## What this task involves:
Starting at the top line and ending at the bottom one, repeat the entries exactly and drop every picture.

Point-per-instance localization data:
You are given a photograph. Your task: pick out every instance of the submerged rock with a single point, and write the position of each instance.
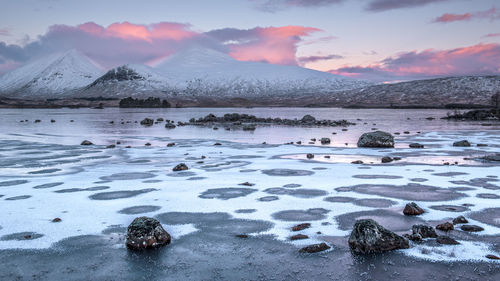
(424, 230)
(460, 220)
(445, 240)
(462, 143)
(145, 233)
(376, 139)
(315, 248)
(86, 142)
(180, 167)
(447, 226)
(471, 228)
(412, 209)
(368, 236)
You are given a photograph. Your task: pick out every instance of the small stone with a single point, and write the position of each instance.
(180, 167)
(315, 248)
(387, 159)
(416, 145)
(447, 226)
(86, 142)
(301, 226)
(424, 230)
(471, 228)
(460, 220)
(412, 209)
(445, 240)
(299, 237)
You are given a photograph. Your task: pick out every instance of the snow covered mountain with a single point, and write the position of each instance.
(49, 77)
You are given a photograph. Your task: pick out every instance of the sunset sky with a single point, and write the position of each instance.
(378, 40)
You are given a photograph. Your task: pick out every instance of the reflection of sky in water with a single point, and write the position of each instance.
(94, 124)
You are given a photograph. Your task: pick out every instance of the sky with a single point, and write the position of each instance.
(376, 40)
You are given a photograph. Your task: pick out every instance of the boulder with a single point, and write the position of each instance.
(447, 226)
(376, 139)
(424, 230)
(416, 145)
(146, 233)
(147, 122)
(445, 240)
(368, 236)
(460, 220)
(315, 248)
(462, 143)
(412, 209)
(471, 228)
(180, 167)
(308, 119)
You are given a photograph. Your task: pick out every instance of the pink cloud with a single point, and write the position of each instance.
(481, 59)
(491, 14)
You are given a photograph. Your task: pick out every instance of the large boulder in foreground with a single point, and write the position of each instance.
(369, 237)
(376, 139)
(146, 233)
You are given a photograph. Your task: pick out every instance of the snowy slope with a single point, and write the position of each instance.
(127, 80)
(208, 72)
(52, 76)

## Answer to the problem:
You are given a photograph. Your task: pick out every instance of the submerged rock with a single point, and write the position of each instance.
(424, 230)
(460, 220)
(445, 240)
(462, 143)
(145, 233)
(376, 139)
(315, 248)
(86, 142)
(180, 167)
(447, 226)
(471, 228)
(412, 209)
(368, 236)
You are given a photograph. Your task: pick out every instance of the small stone with a single point, and write the position of each instance.
(180, 167)
(315, 248)
(387, 159)
(416, 145)
(447, 226)
(86, 142)
(301, 226)
(424, 230)
(471, 228)
(460, 220)
(412, 209)
(445, 240)
(299, 237)
You are given a photograph. Your task: pick out every instance of the snow covered mountain with a single point, and write the position of each instance.
(49, 77)
You are given a photograph. Your task: pick out every instance of the sunset sky with a single point, and write the position of each instance.
(378, 40)
You are given a photograph. Your task: pick out every instance of the reflection of sky in water with a single point, and write the position of each instance.
(94, 124)
You are given a photograph. Your task: pick out every instance of the sky with a single point, and write the position of each instance.
(376, 40)
You are given a photograph. Your task: pick out every instance of the boulder with a single point, and write the position of each instance.
(447, 226)
(376, 139)
(424, 230)
(416, 145)
(146, 233)
(147, 122)
(445, 240)
(368, 236)
(460, 220)
(315, 248)
(462, 143)
(412, 209)
(471, 228)
(180, 167)
(308, 119)
You are given a photograph. Your task: pick out every instance of the pink cloud with a single point, and write the position of each instance.
(481, 59)
(491, 14)
You are given a photograph. Your task: pick out every instance of the large boulder in foreground with a single point, and write the position of each instance.
(369, 237)
(376, 139)
(146, 233)
You are given a photograph. Your task: pick out every instance of the snowy slope with a single point, and write the position of each instance.
(127, 80)
(208, 72)
(52, 76)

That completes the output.